## TASK PROMPT
Narrow the data below down to the lines containing "dress".

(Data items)
....
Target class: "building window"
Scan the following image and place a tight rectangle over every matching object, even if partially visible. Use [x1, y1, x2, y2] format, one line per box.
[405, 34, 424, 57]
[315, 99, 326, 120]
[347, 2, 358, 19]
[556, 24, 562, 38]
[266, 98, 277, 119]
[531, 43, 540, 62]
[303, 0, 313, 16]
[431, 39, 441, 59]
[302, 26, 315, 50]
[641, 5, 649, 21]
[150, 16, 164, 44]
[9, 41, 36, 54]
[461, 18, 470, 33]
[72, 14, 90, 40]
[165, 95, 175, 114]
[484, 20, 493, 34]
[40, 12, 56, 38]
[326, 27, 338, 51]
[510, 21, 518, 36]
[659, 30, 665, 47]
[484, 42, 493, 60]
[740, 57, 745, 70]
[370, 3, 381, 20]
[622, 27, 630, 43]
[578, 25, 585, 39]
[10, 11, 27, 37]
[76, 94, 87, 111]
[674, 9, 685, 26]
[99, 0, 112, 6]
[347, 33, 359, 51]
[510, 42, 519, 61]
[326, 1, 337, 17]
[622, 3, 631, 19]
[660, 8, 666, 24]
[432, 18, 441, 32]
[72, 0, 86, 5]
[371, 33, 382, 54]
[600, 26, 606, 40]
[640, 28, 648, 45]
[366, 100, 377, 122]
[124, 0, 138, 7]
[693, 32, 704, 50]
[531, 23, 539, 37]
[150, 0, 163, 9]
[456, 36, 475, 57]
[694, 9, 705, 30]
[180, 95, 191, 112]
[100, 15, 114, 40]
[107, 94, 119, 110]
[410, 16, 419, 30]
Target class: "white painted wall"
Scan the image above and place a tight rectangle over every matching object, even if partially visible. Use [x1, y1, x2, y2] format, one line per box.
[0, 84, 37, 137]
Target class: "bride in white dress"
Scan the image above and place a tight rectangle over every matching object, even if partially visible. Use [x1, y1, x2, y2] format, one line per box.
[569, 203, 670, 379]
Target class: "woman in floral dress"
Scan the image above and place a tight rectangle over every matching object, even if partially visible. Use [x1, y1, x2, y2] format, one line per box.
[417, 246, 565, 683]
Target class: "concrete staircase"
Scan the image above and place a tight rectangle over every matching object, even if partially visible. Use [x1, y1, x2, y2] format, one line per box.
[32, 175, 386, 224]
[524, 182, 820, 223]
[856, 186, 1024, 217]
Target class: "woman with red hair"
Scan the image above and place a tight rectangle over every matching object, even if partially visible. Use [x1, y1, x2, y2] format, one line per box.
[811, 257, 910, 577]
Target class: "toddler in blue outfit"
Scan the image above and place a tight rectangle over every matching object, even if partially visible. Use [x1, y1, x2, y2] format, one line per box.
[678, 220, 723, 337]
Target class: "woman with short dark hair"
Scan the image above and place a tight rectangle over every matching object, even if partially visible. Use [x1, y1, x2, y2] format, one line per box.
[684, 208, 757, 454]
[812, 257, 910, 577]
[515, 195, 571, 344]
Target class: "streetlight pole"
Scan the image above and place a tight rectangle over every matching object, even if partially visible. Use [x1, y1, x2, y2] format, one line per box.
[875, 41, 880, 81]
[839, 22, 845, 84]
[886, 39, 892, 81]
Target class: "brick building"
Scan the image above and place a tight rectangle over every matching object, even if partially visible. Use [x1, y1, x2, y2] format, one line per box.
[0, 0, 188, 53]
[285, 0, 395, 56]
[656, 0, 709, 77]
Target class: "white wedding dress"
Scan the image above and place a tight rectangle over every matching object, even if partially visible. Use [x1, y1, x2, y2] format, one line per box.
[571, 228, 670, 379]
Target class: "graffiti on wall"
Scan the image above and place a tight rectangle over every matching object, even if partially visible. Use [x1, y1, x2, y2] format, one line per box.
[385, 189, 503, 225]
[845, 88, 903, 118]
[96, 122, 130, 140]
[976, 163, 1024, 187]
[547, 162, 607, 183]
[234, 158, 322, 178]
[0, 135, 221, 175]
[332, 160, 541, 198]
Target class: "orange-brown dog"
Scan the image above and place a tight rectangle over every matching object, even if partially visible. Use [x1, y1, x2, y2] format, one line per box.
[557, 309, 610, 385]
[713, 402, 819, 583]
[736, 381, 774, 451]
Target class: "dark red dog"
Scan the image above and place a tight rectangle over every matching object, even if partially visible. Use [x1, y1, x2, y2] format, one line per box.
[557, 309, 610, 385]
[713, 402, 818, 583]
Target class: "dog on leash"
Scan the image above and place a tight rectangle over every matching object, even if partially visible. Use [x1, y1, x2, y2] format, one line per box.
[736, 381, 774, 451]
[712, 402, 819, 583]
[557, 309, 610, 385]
....
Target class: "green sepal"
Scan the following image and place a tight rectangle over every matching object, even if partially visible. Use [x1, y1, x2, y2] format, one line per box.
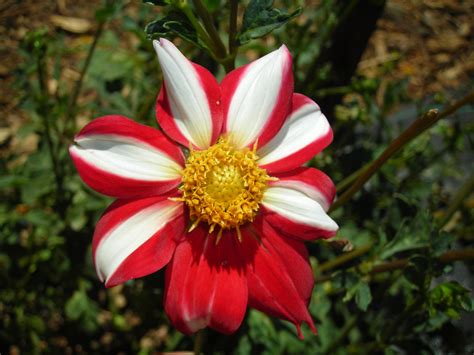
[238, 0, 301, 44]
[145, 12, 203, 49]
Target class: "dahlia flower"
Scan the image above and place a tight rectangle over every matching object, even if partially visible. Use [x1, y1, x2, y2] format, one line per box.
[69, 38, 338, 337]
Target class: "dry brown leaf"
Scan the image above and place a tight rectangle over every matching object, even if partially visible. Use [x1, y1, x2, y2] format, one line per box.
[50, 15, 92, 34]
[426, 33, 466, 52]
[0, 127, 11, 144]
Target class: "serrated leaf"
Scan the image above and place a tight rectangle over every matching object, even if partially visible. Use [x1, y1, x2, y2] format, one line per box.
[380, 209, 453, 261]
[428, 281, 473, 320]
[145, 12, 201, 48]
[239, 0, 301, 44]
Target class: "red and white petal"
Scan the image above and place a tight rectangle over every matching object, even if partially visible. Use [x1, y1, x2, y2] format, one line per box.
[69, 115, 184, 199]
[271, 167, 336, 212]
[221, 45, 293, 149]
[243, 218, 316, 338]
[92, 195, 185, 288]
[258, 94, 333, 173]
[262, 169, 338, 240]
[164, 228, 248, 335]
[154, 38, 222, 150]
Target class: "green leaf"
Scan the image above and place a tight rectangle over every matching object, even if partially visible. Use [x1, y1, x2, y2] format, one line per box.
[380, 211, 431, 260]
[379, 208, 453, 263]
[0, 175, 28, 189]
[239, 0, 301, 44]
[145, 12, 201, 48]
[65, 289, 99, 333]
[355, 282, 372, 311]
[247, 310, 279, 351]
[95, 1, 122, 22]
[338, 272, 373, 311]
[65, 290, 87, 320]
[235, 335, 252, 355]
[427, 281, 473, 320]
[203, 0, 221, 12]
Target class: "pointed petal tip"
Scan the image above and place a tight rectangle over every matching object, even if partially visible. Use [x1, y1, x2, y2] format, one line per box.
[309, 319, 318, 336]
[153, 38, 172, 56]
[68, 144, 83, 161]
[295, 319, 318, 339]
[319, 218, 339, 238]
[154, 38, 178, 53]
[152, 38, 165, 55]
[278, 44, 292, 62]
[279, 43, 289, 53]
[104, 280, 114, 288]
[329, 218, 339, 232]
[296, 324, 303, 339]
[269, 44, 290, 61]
....
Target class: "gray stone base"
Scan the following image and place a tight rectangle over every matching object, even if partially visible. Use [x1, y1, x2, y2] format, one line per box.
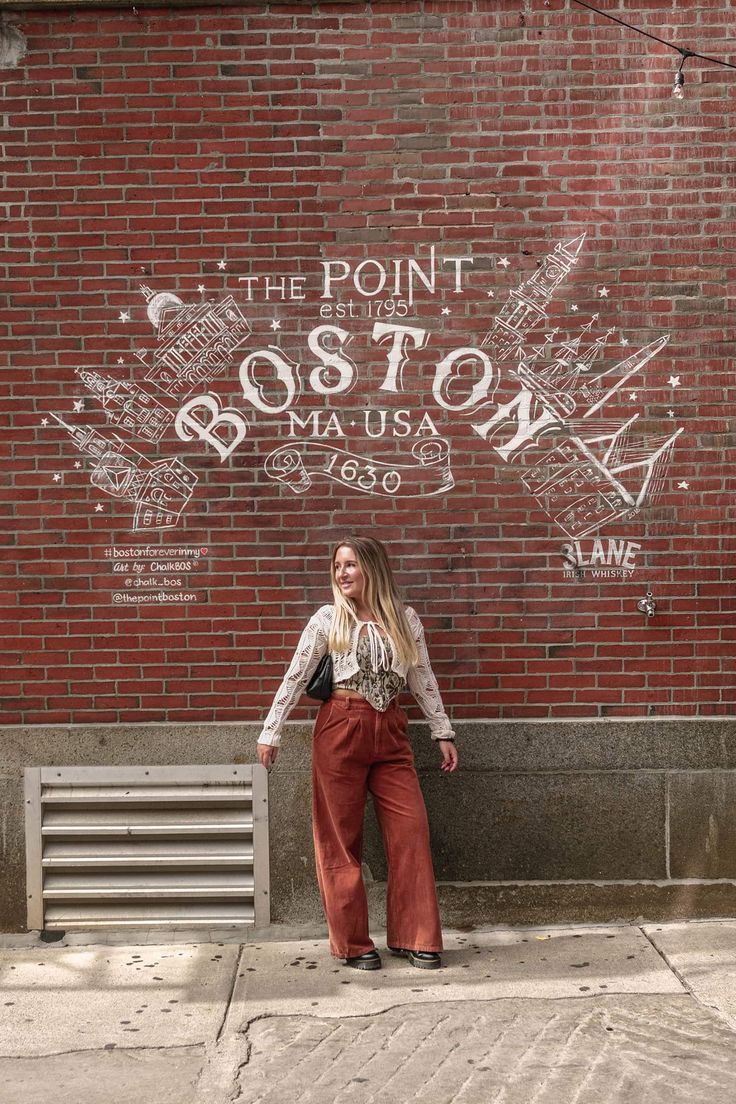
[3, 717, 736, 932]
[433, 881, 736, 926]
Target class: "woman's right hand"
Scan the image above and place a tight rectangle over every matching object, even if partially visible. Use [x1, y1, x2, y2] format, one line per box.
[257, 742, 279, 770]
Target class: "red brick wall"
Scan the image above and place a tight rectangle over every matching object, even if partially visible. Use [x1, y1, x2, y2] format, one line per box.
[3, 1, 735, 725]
....
## OUTPUT OF THE EXERCISE
Target class: "bride in white dress"
Target class: "woman in floral dress"
Target class: "white wedding dress"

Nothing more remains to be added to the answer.